_ACTIVITIES_
**1)** What was the FTSE 100's lowest point of the year, according to the investment column?
**2)** Copy out word for word the part of the investment column that opens with the words containing "Lest we forget, the" and closes with "a tough year.".
**3)** Name every person the investment column lists among those lost in 2016.

_TEXT EXCERPT_
+ + + + + + +
So farewell 2016, year of shocks, surprises and ceaseless celebrity deaths. We lost David Bowie, Prince, George Michael, Carrie Fisher, Debbie Reynolds and countless others, and were given President-elect Donald Trump and a fat dollop of Brexit uncertainty in return. Don't assume everyone hated 2016, those who voted for Trump or Brexit will have enjoyed it very much. Investors also had fun.
Lest we forget, the year began with total meltdown. The market crashed the moment it opened as panic in China infected the world, and in mid-February the FTSE 100 hit this year's low of 5,557. The index ended yesterday at 7,120, its all-time closing high, a trough-to-peak increase of an astonishing 28%, and a reminder of the rewards of buying shares when everybody else is selling. Over the calendar year, the FTSE 100 is up around 17%. Throw in the current 3.83% dividend yield and you have a total return of more than 20%. A much underrated investment year, 2016.
That's one reason why I can't wait to sink my teeth into 2017. The FTSE 100, S&P and Dow Jones are all now trading around all-time highs, and investment success whets the appetite for more. Yet I haven't lost my head, I reckon this is going to be a tough year.
First, we face the reality of President Trump, not the fantasy version markets have kidded themselves they're going to get. Bullish investors have focused on the potential positives, primarily Trump's much-vaunted $1trn tax cut and spending blitz, which is supposed to mark an end to the age of austerity.
They've ignored the potential negatives, such as a disastrous return to protectionism, which might see a trade war with China and across-the-board tariffs on imports. If that happens, today's market froth could blow off in a moment.
Then we have the prospect of Theresa May triggering article 50 by the end of March, to begin the two-year process of divorce from the EU. That will pile uncertainty on uncertainty, and perhaps the biggest investment cliché of all is that markets hate uncertainty.
Europe will be a source of trouble in other ways as markets wait to see whether the populist surge will continue in critical elections in the Netherlands, France and Germany. The Greek debt crisis will grind remorselessly on. Italian banking worries could flare up. Anything could happen.
From a political point of view, all of this is worrying, potentially harrowing. From an investment point of view, not so much. I wrote recently that I've shunned the Santa rally, because I don't like investing in markets when they're touching all-time highs. I prefer the type of buying opportunity we saw last January and February, when top companies and benchmark indices are on sale at massive discounts.
When the inevitable volatility strikes, I will go shopping for more shares to top up my portfolio. I don't plan to touch the money for 15 to 20 years, so can withstand short-term market swings, and even turn them to my advantage. I hope you can too. Happy New Year, whatever it brings.
+ + + + + + +
_PROVIDED DATA_

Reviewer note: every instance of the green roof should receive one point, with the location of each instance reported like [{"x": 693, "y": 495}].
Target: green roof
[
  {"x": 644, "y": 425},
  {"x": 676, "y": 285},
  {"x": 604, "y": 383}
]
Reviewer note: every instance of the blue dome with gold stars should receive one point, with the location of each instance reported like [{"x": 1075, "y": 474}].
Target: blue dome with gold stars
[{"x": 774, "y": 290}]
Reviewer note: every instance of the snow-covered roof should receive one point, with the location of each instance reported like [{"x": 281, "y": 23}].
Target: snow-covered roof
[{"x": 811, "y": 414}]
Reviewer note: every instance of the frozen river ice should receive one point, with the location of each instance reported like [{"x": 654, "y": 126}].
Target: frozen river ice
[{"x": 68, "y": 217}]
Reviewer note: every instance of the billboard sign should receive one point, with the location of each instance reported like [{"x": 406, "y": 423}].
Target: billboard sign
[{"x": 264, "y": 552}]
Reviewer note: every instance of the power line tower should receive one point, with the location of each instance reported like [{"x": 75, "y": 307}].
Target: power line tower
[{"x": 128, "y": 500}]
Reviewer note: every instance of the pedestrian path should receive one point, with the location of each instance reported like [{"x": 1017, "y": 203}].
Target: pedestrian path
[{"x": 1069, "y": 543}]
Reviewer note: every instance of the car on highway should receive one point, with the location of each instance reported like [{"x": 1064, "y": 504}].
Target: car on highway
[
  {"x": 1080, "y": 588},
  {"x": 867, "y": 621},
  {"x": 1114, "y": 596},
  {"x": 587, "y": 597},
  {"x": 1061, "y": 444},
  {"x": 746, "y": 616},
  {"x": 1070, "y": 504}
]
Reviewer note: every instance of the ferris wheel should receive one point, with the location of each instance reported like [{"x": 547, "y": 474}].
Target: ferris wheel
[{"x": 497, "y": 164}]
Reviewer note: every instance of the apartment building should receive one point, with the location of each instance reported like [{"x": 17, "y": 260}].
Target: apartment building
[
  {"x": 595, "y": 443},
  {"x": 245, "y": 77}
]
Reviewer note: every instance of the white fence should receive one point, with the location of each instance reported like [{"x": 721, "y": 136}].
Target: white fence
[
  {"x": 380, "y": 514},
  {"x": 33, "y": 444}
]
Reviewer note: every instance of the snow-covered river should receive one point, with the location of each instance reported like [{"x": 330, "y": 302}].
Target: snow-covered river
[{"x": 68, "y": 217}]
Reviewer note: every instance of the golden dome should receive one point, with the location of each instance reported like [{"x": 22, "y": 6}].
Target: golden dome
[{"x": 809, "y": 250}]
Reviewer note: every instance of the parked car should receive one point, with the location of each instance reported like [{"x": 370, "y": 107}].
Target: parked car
+ + + + + + +
_ANSWERS TO THE EXERCISES_
**1)** 5,557, reached in mid-February.

**2)**
Lest we forget, the year began with total meltdown. The market crashed the moment it opened as panic in China infected the world, and in mid-February the FTSE 100 hit this year's low of 5,557. The index ended yesterday at 7,120, its all-time closing high, a trough-to-peak increase of an astonishing 28%, and a reminder of the rewards of buying shares when everybody else is selling. Over the calendar year, the FTSE 100 is up around 17%. Throw in the current 3.83% dividend yield and you have a total return of more than 20%. A much underrated investment year, 2016.
That's one reason why I can't wait to sink my teeth into 2017. The FTSE 100, S&P and Dow Jones are all now trading around all-time highs, and investment success whets the appetite for more. Yet I haven't lost my head, I reckon this is going to be a tough year.

**3)** David Bowie, Prince, George Michael, Carrie Fisher, Debbie Reynolds